*Consigna del ejercicio*. Copia entero el fragmento de abajo sobre liderazgo femenino, sin cambiar ni una palabra.

*Fragmento seleccionado*.
Liderazgo femenino en tiempos de incertidumbre

Algunas palabras poseen tal poder simbólico que pareciera nos rodeara una atmosfera visual casi instantánea al momento de escucharlas. Evocan una suerte de “imaginario colectivo” construido históricamente y que desde nuestra niñez se va asentando con la regularidad de un metrónomo; imágenes que se naturalizan como si fuesen la ley de gravedad o el tiempo atmosférico.

Así las cosas, encontrarnos con la palabra “liderazgo” es como si espontáneamente surgiera la imagen de una persona aguerrida, rebosante de energía y decisión, dispuesta a comandar una lucha sin tregua al más puro estilo del mítico gladiador Espartaco; una persona que en su (poco) tiempo de ocio mirará el horizonte, meditará sobre los destinos estratégicos de la Compañía que recaen bajo sus hombros y transmutará indefectiblemente hacia una figura que nos recordará el porte filosófico de Marco Aurelio.

Quizás la ejemplificación anterior resulte ser una caricatura extrema (no exenta de ironía) y probablemente no exista tal persona en la realidad; pero en nuestro imaginario da la sensación de que la comparación se encuentra muchas veces presente: nos costará imaginarnos un líder que no reúna al menos parte de las características anteriores.

Pero el mundo ha cambiado y personas influyentes en la esfera del management ya están avizorando que aquellos líderes como los que acabo de describir pronto se transformarán en desdibujadas piezas de museo. Un reciente artículo de la revista Forbes (febrero de 2021) proclama con grandes titulares el fin del liderazgo y llama a la apertura de conciencias a propósito de lo ocurrido con la actual pandemia COVID-19. De los siete comportamientos que debiese tener una persona que quiera asumir mayores responsabilidades dentro de una organización, según este artículo, la capacidad de ser humildes y agradecidos son destacados…

Vivimos tiempos de incertidumbre (si queremos llamarlo así cuando nos sentimos faltos de certezas) y las organizaciones apegadas a tener una infinidad de controles y una pesada jerarquía para poder predecir y afrontar lo desconocido devendrán en estructuras que resultarán en “esqueletos inapropiados” al momento de requerir plasticidad para navegar armónicamente en un medio cada vez más cambiante.

*Líneas extraídas*.

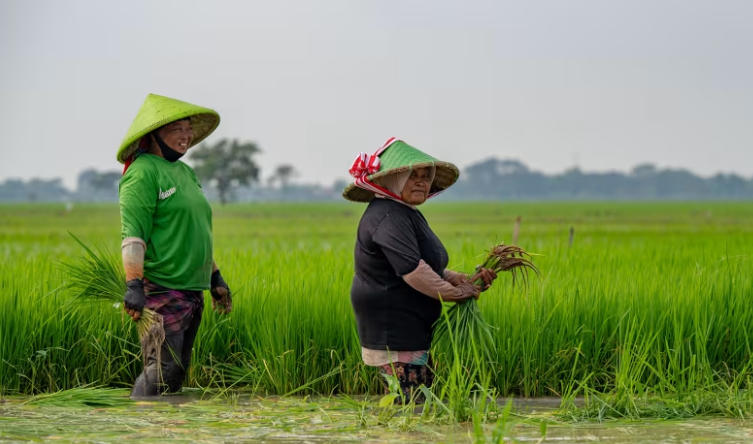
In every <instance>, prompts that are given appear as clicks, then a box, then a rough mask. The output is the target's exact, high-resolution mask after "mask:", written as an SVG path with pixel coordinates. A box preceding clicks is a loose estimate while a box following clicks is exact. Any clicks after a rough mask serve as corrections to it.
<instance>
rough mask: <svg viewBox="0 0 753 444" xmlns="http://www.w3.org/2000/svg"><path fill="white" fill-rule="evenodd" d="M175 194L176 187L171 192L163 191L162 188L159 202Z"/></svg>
mask: <svg viewBox="0 0 753 444" xmlns="http://www.w3.org/2000/svg"><path fill="white" fill-rule="evenodd" d="M173 194H175V187H172V188H170V189H169V190H166V191H162V188H160V189H159V200H165V199H167V198H168V197H170V196H172V195H173Z"/></svg>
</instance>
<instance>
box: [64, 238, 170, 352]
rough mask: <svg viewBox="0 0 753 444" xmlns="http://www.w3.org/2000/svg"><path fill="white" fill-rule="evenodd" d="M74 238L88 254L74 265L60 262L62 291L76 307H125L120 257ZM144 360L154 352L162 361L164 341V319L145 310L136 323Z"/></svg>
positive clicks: (76, 262) (72, 264)
mask: <svg viewBox="0 0 753 444" xmlns="http://www.w3.org/2000/svg"><path fill="white" fill-rule="evenodd" d="M71 236H72V237H73V238H74V239H75V240H76V242H78V244H79V245H81V246H82V247H83V248H84V252H85V254H83V255H80V256H78V257H77V258H76V259H75V260H74V261H72V262H61V266H62V268H63V272H64V276H65V280H64V283H63V287H62V289H63V290H64V291H67V292H69V294H71V295H73V299H72V302H73V303H88V302H96V301H101V302H109V303H112V304H113V306H116V307H120V306H122V304H123V295H124V294H125V292H126V290H127V287H126V285H125V271H124V269H123V264H122V259H121V258H120V256H118V255H116V254H113V253H111V252H110V251H108V250H107V248H106V247H104V246H103V245H99V246H94V247H91V248H90V247H89V246H87V245H86V244H84V243H83V242H82V241H81V240H79V239H78V238H77V237H76V236H74V235H73V234H71ZM136 331H137V332H138V334H139V340H140V342H141V349H142V350H143V352H144V356H142V358H143V359H144V360H145V361H146V357H147V356H149V354H150V353H151V352H152V351H155V353H156V356H157V360H158V361H159V358H160V357H159V354H160V349H161V347H162V343H163V342H164V340H165V329H164V325H163V319H162V315H160V314H159V313H156V312H155V311H153V310H151V309H149V308H144V310H142V312H141V318H140V319H139V320H138V321H137V322H136Z"/></svg>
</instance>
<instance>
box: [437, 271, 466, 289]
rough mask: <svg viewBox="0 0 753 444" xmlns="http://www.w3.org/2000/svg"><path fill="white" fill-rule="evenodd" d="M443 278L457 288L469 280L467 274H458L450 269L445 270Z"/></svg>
mask: <svg viewBox="0 0 753 444" xmlns="http://www.w3.org/2000/svg"><path fill="white" fill-rule="evenodd" d="M442 277H443V278H444V280H446V281H447V282H449V283H451V284H452V285H453V286H455V287H457V286H458V285H460V284H462V283H463V282H465V281H467V280H468V275H466V274H465V273H458V272H457V271H454V270H450V269H445V271H444V273H442Z"/></svg>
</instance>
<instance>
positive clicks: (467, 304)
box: [434, 244, 540, 365]
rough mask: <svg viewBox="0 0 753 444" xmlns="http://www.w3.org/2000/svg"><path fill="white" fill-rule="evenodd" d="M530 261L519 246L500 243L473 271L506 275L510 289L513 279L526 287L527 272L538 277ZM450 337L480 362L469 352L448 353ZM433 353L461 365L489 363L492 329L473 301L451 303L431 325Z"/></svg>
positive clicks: (450, 345) (530, 257)
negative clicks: (454, 360) (439, 316)
mask: <svg viewBox="0 0 753 444" xmlns="http://www.w3.org/2000/svg"><path fill="white" fill-rule="evenodd" d="M530 259H531V255H530V254H529V253H527V252H525V251H524V250H522V249H521V248H520V247H516V246H514V245H504V244H500V245H497V246H496V247H494V248H492V249H491V250H490V251H489V254H488V255H487V257H486V259H485V260H484V262H483V263H482V264H481V265H479V266H478V267H477V268H476V270H480V269H482V268H486V269H489V270H493V271H494V272H495V273H503V272H508V273H510V275H511V276H512V285H513V287H514V286H515V282H516V279H517V280H518V281H522V283H523V286H524V287H527V286H528V272H529V271H532V272H533V273H535V274H536V275H539V274H540V272H539V270H538V268H536V266H535V265H533V262H531V260H530ZM469 276H470V274H469ZM472 283H473V284H474V285H476V286H479V287H483V286H484V282H483V281H482V280H481V278H478V279H477V280H476V281H475V282H472ZM451 335H452V336H454V340H455V341H456V342H457V344H462V345H460V346H459V347H460V349H461V350H471V349H477V350H478V351H479V353H480V355H481V358H482V359H481V360H479V359H475V357H474V356H473V355H472V354H471V353H470V352H464V353H452V354H449V353H448V350H451V349H452V348H453V346H452V345H453V344H452V340H451ZM434 350H435V353H436V354H437V355H440V356H459V357H461V359H463V362H464V364H465V365H474V364H477V365H484V364H487V365H488V364H490V363H492V362H493V359H494V357H495V356H496V354H497V350H496V343H495V341H494V327H492V326H491V325H489V324H488V323H487V322H486V321H485V320H484V316H483V315H482V313H481V310H480V309H479V306H478V303H477V301H476V299H473V298H472V299H468V300H465V301H463V302H459V303H456V304H454V305H453V306H452V308H450V309H449V311H448V312H447V314H446V317H443V318H440V319H439V320H438V321H437V323H436V324H435V326H434Z"/></svg>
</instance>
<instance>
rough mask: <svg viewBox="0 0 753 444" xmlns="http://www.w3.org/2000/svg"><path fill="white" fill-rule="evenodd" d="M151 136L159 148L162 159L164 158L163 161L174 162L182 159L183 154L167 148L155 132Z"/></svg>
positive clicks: (159, 137)
mask: <svg viewBox="0 0 753 444" xmlns="http://www.w3.org/2000/svg"><path fill="white" fill-rule="evenodd" d="M152 135H153V136H154V140H156V141H157V145H158V146H159V149H160V151H162V157H164V158H165V160H167V161H168V162H175V161H177V160H178V159H180V158H181V157H183V154H184V153H179V152H177V151H175V150H174V149H172V148H170V147H169V146H167V144H166V143H165V141H164V140H162V138H161V137H160V136H159V134H158V133H157V131H155V132H153V133H152Z"/></svg>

*Respuesta del ejercicio*.
Liderazgo femenino en tiempos de incertidumbre

Algunas palabras poseen tal poder simbólico que pareciera nos rodeara una atmosfera visual casi instantánea al momento de escucharlas. Evocan una suerte de “imaginario colectivo” construido históricamente y que desde nuestra niñez se va asentando con la regularidad de un metrónomo; imágenes que se naturalizan como si fuesen la ley de gravedad o el tiempo atmosférico.

Así las cosas, encontrarnos con la palabra “liderazgo” es como si espontáneamente surgiera la imagen de una persona aguerrida, rebosante de energía y decisión, dispuesta a comandar una lucha sin tregua al más puro estilo del mítico gladiador Espartaco; una persona que en su (poco) tiempo de ocio mirará el horizonte, meditará sobre los destinos estratégicos de la Compañía que recaen bajo sus hombros y transmutará indefectiblemente hacia una figura que nos recordará el porte filosófico de Marco Aurelio.

Quizás la ejemplificación anterior resulte ser una caricatura extrema (no exenta de ironía) y probablemente no exista tal persona en la realidad; pero en nuestro imaginario da la sensación de que la comparación se encuentra muchas veces presente: nos costará imaginarnos un líder que no reúna al menos parte de las características anteriores.

Pero el mundo ha cambiado y personas influyentes en la esfera del management ya están avizorando que aquellos líderes como los que acabo de describir pronto se transformarán en desdibujadas piezas de museo. Un reciente artículo de la revista Forbes (febrero de 2021) proclama con grandes titulares el fin del liderazgo y llama a la apertura de conciencias a propósito de lo ocurrido con la actual pandemia COVID-19. De los siete comportamientos que debiese tener una persona que quiera asumir mayores responsabilidades dentro de una organización, según este artículo, la capacidad de ser humildes y agradecidos son destacados…

Vivimos tiempos de incertidumbre (si queremos llamarlo así cuando nos sentimos faltos de certezas) y las organizaciones apegadas a tener una infinidad de controles y una pesada jerarquía para poder predecir y afrontar lo desconocido devendrán en estructuras que resultarán en “esqueletos inapropiados” al momento de requerir plasticidad para navegar armónicamente en un medio cada vez más cambiante.